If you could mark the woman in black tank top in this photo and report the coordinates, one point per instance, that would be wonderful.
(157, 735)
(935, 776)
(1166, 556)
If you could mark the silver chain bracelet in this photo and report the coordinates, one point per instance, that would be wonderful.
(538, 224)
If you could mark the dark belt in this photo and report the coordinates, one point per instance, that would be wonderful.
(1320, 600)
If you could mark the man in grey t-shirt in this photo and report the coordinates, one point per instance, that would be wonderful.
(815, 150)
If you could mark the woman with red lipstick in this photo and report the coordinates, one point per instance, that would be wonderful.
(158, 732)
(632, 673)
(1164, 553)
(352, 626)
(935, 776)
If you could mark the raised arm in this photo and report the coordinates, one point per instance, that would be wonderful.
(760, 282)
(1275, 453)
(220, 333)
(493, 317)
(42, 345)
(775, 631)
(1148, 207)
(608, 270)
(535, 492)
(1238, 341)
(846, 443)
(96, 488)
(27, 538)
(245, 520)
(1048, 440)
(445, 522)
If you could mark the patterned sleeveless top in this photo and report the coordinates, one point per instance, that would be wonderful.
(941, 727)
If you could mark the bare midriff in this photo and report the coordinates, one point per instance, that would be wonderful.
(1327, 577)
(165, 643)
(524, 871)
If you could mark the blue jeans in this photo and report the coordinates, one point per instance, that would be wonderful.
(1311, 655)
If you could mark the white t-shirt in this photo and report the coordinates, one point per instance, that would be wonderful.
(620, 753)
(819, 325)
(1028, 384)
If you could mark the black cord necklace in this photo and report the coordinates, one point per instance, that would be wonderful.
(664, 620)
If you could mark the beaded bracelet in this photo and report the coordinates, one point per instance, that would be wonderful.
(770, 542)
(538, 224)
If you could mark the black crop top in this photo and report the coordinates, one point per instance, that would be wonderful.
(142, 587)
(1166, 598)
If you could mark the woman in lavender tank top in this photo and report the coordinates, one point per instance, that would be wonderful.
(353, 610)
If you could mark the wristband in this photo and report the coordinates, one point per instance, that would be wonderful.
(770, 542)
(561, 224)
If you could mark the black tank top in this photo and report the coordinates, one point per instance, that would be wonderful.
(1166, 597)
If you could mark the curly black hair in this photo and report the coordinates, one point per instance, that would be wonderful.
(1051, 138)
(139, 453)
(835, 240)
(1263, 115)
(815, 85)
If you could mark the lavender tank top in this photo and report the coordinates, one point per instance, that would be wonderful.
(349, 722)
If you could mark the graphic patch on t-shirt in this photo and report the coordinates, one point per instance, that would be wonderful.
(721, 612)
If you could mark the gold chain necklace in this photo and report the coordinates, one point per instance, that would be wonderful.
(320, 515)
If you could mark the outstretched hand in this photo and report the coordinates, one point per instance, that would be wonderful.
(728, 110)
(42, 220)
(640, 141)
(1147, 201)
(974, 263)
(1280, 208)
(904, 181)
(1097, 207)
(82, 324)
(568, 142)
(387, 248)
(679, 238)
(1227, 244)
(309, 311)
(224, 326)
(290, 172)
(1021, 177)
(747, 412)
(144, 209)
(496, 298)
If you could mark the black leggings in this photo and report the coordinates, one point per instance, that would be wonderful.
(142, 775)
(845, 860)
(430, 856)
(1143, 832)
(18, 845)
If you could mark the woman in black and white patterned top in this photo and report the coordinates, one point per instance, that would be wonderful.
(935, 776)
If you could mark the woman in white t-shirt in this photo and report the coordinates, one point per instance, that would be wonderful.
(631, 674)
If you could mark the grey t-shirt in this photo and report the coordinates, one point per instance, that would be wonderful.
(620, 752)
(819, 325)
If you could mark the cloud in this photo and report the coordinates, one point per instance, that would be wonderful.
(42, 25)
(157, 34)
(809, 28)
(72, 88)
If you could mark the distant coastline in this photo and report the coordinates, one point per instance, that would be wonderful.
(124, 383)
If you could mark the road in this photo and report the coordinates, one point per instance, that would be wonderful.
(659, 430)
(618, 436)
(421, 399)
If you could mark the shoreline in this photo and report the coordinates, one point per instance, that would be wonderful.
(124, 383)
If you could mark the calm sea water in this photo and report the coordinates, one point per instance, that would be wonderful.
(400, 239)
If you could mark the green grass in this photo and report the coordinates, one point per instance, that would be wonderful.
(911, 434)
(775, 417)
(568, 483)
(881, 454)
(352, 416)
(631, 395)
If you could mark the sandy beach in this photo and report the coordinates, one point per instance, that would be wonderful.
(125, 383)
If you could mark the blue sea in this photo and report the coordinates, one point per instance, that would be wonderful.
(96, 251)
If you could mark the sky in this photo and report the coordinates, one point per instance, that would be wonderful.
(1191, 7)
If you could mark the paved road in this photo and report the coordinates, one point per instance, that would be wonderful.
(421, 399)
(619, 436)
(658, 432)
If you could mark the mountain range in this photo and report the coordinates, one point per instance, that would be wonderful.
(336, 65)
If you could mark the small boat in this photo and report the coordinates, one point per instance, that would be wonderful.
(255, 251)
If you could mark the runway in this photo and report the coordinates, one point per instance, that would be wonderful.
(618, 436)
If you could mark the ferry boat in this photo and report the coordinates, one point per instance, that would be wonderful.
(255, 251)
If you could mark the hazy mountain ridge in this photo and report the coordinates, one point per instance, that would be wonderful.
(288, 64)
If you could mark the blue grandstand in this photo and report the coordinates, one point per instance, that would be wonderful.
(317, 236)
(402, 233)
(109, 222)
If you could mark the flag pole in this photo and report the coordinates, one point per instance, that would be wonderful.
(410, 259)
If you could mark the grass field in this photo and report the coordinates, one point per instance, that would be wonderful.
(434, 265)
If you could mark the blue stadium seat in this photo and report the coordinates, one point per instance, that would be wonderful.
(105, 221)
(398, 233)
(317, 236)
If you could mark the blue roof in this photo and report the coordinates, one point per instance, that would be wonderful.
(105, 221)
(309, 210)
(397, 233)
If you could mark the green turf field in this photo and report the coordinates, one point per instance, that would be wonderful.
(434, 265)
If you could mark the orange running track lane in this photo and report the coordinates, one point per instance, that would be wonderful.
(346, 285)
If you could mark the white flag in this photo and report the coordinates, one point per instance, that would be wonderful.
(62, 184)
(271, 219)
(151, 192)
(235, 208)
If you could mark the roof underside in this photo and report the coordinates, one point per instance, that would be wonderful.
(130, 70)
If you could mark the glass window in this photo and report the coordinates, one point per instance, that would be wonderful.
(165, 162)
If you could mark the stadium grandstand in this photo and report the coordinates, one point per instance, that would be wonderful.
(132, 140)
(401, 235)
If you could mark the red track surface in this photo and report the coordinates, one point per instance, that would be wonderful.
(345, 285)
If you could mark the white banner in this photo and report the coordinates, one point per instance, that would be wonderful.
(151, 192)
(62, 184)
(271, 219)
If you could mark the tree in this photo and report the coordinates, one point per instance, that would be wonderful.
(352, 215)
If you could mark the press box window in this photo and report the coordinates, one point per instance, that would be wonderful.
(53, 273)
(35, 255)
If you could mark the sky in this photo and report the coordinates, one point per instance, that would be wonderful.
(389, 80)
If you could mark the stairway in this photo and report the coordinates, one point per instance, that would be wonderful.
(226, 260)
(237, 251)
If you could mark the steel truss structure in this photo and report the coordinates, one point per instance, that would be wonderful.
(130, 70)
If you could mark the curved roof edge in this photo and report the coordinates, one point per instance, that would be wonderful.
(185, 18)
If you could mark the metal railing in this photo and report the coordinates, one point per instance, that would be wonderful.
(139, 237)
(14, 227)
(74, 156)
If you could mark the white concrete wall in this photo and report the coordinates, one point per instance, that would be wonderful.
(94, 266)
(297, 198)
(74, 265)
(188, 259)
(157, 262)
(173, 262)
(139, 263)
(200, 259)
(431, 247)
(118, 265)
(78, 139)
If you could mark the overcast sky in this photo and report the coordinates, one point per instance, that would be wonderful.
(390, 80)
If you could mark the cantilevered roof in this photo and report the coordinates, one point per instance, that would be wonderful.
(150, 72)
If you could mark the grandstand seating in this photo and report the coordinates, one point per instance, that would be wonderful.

-------

=== TO BE DONE ===
Copy out everything from the line containing "If you could mark the press" down to the last of the rows, both ends included, with each line unchanged.

=== SOLUTION TO THE EXERCISE ===
If you could mark the press box window in this photo and report the coordinates, one point per instance, that would be wonderful.
(53, 273)
(35, 255)
If you could mark the sky in this photo and report the coordinates, one point per instance, that would be wonderful.
(389, 80)
If you could mark the stairway in this photo and report the coordinates, one point per instance, that would be wonderful.
(226, 260)
(237, 251)
If you could mark the steel truss structure in this photo and report the coordinates, one point per instance, that would be wonderful.
(130, 70)
If you could mark the curved roof edge in this photo and report the coordinates, one point per instance, that would be wonderful.
(185, 18)
If you could mark the metal railing in this photo and report the coordinates, one point per instance, that would be wonderful.
(139, 237)
(14, 227)
(74, 156)
If you could mark the white concrete wall in this photo and report the coordinates, one point per instance, that would be wonderful.
(94, 266)
(297, 198)
(74, 265)
(188, 259)
(157, 262)
(173, 262)
(139, 263)
(200, 259)
(431, 247)
(118, 265)
(78, 139)
If you could mark the overcast sky in this photo and report the coordinates, one point per instance, that would be wonderful.
(390, 80)
If you could mark the cantilevered roof in this photo and report the coordinates, one point per instance, that would be wonderful.
(150, 72)
If you could mark the grandstand seating in this photo and report the coordinates, one point per instance, that would be wonderful.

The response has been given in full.